● Short task
Reproduce verbatim the part of the rows below that begins with the line containing "Objective — one point per instance of the tire" and runs through the line containing "[[1137, 489]]", including both of those lines.

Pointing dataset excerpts
##########

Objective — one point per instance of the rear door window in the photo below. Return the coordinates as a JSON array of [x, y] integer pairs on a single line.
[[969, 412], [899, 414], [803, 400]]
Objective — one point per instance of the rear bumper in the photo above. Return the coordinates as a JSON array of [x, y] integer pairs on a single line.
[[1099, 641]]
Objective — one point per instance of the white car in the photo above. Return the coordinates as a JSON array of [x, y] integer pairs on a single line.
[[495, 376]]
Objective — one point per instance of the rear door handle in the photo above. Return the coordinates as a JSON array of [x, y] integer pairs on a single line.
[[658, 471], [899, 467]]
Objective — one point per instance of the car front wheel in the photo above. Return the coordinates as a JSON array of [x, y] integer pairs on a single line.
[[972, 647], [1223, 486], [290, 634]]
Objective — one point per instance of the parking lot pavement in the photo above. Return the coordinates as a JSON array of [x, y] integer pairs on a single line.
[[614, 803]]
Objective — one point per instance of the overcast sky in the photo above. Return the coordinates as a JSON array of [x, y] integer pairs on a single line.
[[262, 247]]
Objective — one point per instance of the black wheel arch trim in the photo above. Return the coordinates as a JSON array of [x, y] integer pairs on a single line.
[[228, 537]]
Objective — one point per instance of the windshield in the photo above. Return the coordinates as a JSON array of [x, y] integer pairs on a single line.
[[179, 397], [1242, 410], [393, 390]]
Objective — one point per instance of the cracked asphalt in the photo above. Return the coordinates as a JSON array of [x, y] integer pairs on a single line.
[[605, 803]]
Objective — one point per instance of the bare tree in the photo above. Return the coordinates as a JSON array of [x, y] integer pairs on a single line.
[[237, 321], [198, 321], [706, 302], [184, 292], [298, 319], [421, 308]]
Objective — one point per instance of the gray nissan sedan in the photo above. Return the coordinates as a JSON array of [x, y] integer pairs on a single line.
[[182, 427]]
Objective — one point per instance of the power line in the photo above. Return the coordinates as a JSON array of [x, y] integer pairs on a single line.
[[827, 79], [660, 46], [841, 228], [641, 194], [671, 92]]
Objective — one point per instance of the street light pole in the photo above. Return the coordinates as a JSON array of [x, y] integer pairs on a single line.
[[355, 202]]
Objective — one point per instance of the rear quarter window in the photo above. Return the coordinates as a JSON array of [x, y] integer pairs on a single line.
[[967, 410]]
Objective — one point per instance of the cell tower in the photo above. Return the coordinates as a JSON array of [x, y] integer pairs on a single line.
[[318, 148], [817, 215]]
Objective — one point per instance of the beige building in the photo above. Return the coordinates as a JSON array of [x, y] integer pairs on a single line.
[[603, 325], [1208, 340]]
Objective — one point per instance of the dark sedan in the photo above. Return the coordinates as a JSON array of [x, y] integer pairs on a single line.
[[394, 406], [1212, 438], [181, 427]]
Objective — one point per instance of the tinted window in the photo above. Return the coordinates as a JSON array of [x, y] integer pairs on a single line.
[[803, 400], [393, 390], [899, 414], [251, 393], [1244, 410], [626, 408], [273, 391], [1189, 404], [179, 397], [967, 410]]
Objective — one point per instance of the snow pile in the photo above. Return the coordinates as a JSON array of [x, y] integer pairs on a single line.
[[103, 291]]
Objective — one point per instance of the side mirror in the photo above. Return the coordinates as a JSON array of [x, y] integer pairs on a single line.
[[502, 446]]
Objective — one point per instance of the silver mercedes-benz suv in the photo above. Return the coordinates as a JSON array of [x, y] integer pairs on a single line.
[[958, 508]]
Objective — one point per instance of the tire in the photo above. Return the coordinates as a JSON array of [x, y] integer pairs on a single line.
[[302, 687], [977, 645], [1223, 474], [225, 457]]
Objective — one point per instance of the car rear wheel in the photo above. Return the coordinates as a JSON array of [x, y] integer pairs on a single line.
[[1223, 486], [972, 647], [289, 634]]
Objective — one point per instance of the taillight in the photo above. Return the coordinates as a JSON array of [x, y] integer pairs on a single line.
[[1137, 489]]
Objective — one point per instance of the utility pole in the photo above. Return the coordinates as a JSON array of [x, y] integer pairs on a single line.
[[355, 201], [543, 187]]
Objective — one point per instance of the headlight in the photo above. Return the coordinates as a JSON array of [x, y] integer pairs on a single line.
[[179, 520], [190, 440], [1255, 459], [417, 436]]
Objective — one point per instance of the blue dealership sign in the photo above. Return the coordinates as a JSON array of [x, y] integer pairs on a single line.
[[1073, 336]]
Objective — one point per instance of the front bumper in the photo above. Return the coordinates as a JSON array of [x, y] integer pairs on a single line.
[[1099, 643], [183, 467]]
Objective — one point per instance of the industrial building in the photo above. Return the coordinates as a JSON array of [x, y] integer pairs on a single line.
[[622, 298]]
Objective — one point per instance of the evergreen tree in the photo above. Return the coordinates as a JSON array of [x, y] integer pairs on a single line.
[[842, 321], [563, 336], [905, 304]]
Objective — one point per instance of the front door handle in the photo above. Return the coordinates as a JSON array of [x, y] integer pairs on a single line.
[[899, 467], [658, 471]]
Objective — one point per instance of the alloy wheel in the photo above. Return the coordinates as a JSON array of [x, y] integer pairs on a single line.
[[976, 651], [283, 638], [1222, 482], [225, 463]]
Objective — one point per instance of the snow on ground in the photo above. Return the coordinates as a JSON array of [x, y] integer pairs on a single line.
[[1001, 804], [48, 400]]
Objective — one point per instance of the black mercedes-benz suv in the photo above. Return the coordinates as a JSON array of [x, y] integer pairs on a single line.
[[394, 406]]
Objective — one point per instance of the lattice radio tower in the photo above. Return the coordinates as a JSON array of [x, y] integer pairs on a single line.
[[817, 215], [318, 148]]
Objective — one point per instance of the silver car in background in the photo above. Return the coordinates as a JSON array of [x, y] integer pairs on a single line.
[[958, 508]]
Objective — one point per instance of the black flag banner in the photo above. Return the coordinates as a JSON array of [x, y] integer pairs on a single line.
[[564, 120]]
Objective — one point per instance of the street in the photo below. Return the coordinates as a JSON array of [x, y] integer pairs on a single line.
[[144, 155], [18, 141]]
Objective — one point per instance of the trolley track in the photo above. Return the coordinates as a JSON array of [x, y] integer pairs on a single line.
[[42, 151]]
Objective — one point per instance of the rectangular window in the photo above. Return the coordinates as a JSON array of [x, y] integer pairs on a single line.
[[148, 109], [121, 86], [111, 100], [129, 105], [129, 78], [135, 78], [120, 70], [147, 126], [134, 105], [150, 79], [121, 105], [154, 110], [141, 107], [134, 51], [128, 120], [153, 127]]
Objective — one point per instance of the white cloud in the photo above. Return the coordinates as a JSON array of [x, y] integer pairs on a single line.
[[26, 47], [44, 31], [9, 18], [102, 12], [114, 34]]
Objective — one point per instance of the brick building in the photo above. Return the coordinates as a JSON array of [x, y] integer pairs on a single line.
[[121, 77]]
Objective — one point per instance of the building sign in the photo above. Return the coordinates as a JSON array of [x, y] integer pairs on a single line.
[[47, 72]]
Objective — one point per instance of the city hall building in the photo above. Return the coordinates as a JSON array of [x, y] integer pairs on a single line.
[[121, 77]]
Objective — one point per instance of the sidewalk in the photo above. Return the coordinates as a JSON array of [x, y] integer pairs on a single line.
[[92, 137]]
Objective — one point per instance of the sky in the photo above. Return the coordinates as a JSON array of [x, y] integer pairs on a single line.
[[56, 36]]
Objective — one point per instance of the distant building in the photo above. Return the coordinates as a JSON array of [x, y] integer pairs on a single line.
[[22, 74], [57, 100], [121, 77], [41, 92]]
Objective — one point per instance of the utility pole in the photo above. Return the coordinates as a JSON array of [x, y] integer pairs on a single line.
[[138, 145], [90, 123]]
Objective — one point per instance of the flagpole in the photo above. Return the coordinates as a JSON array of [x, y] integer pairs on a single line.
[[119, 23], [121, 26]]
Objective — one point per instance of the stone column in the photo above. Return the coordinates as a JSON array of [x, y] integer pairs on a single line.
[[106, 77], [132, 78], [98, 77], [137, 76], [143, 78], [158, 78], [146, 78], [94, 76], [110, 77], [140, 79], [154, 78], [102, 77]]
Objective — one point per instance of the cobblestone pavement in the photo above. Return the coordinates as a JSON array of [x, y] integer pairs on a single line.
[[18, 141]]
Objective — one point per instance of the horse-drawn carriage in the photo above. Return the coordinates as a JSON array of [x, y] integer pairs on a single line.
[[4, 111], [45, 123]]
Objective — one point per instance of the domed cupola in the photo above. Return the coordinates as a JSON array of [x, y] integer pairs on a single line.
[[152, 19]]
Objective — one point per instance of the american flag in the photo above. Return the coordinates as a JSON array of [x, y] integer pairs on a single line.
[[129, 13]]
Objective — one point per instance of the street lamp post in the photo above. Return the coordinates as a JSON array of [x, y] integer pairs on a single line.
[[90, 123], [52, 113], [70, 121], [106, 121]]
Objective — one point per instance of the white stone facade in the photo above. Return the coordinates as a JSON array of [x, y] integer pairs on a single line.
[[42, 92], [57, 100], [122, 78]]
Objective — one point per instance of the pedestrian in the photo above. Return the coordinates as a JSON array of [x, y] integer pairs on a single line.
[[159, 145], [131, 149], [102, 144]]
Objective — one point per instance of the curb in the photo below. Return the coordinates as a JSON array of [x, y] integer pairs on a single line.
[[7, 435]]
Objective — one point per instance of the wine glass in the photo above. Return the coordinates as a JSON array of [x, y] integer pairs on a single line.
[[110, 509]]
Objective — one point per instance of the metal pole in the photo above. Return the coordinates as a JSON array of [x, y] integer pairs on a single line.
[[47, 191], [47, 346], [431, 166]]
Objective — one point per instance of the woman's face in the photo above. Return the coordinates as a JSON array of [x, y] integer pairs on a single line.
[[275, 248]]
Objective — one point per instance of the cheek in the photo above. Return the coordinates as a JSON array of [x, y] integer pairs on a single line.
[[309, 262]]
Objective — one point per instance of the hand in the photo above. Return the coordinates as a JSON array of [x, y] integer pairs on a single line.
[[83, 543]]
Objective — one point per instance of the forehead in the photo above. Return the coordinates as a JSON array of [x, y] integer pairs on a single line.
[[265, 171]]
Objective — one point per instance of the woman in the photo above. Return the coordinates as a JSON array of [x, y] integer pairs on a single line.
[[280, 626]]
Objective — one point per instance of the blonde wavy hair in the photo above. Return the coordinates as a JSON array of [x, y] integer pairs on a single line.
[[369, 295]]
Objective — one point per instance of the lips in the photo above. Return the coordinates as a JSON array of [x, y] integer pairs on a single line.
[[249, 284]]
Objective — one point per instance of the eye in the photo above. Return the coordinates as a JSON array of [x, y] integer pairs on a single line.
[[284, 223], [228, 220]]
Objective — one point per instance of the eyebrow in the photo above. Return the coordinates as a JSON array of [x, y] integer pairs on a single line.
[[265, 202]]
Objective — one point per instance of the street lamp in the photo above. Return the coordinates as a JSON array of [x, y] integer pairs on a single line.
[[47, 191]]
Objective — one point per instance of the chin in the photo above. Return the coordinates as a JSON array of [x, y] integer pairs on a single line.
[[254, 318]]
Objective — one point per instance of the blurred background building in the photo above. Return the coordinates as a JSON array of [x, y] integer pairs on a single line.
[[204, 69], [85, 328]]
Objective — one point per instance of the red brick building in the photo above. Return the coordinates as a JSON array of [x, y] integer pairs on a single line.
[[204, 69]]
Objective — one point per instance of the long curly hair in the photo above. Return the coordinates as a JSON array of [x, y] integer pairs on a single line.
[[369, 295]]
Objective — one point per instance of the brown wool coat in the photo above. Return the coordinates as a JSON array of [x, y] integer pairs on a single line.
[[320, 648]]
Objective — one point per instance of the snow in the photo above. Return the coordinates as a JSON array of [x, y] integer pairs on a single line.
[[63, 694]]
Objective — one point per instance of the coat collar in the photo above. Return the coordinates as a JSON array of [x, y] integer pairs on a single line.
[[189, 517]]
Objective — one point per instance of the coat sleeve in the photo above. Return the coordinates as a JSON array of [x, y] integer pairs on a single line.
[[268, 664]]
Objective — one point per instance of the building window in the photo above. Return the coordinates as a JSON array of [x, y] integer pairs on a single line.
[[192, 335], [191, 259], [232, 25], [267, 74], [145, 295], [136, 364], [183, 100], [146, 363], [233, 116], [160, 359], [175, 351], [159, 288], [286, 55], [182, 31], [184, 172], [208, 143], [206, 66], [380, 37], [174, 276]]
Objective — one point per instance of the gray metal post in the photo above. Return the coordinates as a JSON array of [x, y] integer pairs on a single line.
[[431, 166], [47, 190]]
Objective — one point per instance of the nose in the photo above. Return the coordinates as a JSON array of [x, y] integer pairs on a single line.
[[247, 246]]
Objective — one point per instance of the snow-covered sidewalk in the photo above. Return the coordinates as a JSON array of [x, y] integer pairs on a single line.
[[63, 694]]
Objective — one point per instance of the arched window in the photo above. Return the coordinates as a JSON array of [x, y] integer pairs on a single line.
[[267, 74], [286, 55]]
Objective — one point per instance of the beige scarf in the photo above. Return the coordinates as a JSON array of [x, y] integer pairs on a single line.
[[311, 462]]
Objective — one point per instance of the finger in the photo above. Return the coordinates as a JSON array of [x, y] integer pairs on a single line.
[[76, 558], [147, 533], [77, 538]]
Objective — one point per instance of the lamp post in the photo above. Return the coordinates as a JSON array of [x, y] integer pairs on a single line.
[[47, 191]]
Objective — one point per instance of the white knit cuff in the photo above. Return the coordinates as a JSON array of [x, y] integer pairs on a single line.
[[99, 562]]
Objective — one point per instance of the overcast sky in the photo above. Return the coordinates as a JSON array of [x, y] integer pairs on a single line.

##########

● Task output
Objective — one point per instance of the tire in the photo above. Return the coordinates as a JSON array of [x, y] integer pairs on a single line.
[[302, 687], [977, 645], [1223, 474], [225, 457]]
Objective — one point per instance of the car rear wheel in the photo above. Return the coordinates as a JSON array of [x, y] integer pairs on a single line.
[[1223, 486], [972, 647], [289, 634]]
Objective — one point per instance of the taillight in the photo above. Return the coordinates as a JSON array of [x, y] integer pairs on a single line.
[[1137, 489]]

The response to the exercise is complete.